▶ [STUDY QUESTIONS]
A – In the Rizal Province history text, on what date did the Philippine Commission approve the creation of the independent province?
B – Rewrite the paragraph of the Rizal Province history text that begins "At that time, Rizal Province was easily" as a short bulleted list, keeping its main facts.

▶ [PROVIDED TEXT]
BEGIN

The “First Rizaleños,” however, made a firm stand. Against major odds, they fought for an independent province.  On June 11, 1901, the Philippine Commission approved the creation of an independent province. They named it after the man who inspired Philippine Independence – Dr. Jose Rizal.

At that time, Rizal Province was easily one of the “biggest” in the country.  It was comprised of 29 municipalities. It touched two bodies of water: Manila Bay and Laguna de Bay. It shared boundaries with four of the country’s biggest provinces: Quezon (then Tayabas), Laguna, Cavite in the south; and, Bulacan in the north.

It included then what were later on to become some of the country’s top business centers: the cities of Makati, Taguig, Caloocan, San Juan, Mandaluyong and Pasig, among others.  However, what started as a province with 29 municipalities was dismembered following the creation of Metro Manila in 1975. The province’s richest municipalities and cities taken away to become part of a National Capital Region.

The elders of Rizal used to say that the 1975 debacle was the exact opposite of what happened in 1901. They said that, in contrast to the brave and heroic stand for independence in 1901, there were leaders of the province who “surrendered” the province to the powers-that-be.

They said they never forgave the political personalities of the province who agreed to its dismemberment in apparent exchange for juicy political positions. They said they looked forward to a time when those who turned their back on the province would be “punished” in a political sort of way.

Those who have not forgotten that 1975 dismemberment said that such “punishment” on those who allowed it had already come.

They also recall cynics predicting that Rizal province may end up as nothing more than a “backward neighbor” of the bustling metropolis.

END

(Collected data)
BEGIN

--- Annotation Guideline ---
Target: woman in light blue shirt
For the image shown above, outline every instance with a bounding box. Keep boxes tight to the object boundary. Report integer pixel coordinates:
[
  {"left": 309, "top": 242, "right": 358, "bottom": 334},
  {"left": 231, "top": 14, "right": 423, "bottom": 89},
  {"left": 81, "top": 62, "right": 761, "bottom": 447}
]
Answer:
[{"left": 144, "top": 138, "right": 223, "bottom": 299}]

END
BEGIN

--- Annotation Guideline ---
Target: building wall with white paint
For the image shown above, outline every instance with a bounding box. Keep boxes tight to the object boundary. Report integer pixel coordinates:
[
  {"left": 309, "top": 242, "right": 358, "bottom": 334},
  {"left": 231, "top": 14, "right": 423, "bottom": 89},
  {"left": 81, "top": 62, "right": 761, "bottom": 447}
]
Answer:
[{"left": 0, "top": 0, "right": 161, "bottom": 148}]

END

▶ [RESPONSES]
A – June 11, 1901.

B –
- Rizal Province was then one of the country's biggest provinces.
- It had 29 municipalities.
- It touched two bodies of water: Manila Bay and Laguna de Bay.
- It bordered four of the country's biggest provinces: Quezon (then Tayabas), Laguna and Cavite to the south, and Bulacan to the north.